═══ AVAILABLE DATA ═══
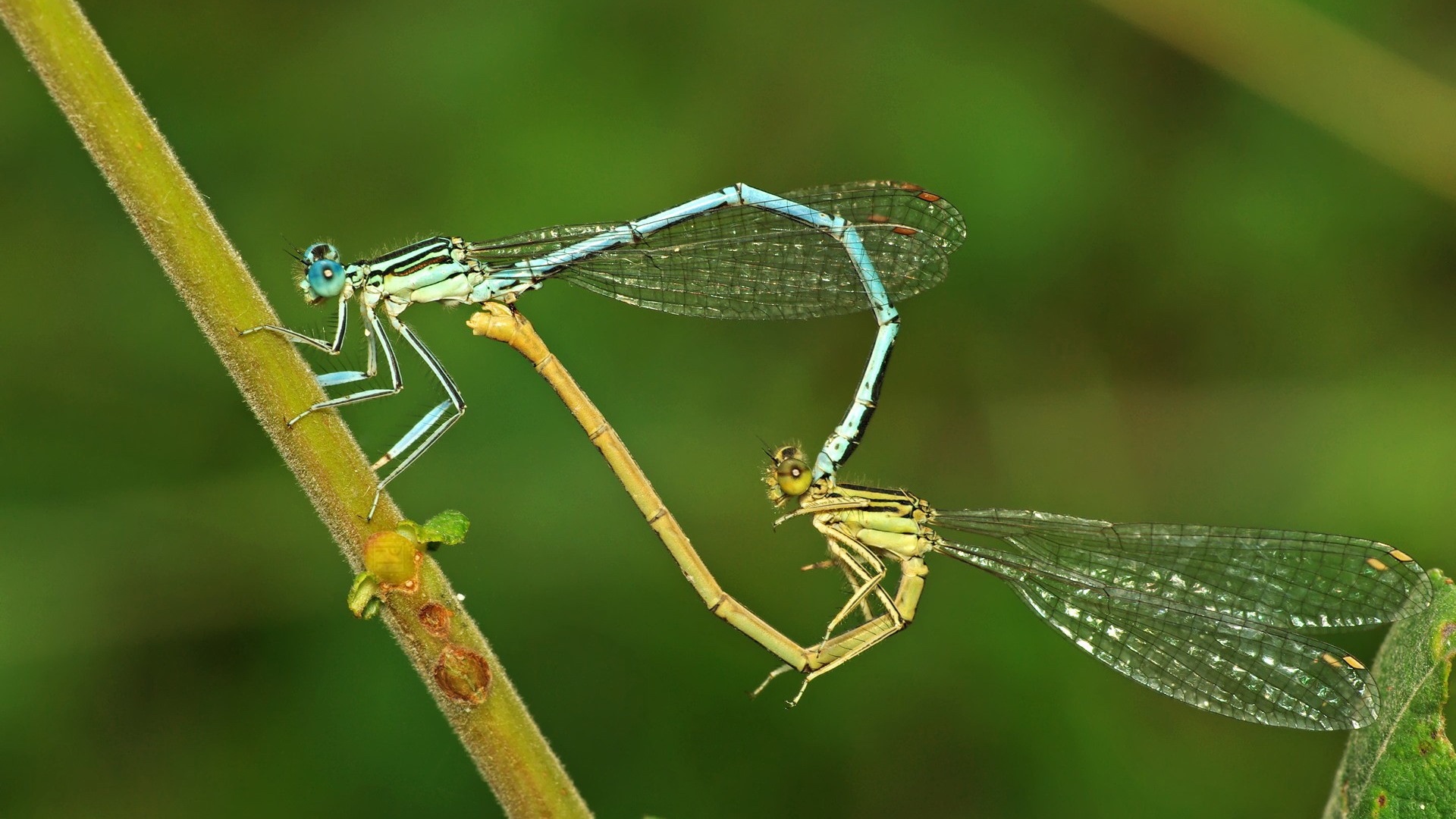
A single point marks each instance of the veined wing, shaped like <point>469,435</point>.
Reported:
═══
═══ AVAILABLE DATA ═══
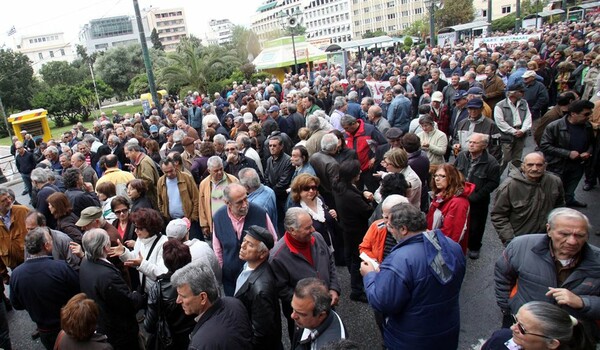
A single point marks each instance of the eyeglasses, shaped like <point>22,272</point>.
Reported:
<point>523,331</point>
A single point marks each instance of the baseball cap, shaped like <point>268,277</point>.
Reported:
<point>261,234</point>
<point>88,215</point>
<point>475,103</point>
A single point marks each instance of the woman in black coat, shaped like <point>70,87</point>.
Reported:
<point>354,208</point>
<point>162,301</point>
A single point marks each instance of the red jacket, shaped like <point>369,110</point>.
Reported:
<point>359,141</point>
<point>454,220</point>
═══
■ EXERCISE OBJECTIVE
From the line that has "A single point marks each instance of the eyeglasses, shaped" through the line that has "A single point marks each instance of the woman", copy every line exactly as it appears above, and leave out all others.

■ ANSWER BOX
A single point marks each instance of the eyeglasses, shaped like <point>22,272</point>.
Reported:
<point>523,331</point>
A single point marks each instance of the baseball cap, shaped like <point>268,277</point>.
Reported:
<point>261,234</point>
<point>88,215</point>
<point>475,103</point>
A single point marks each instance of the woman in black coat, shaped like <point>70,87</point>.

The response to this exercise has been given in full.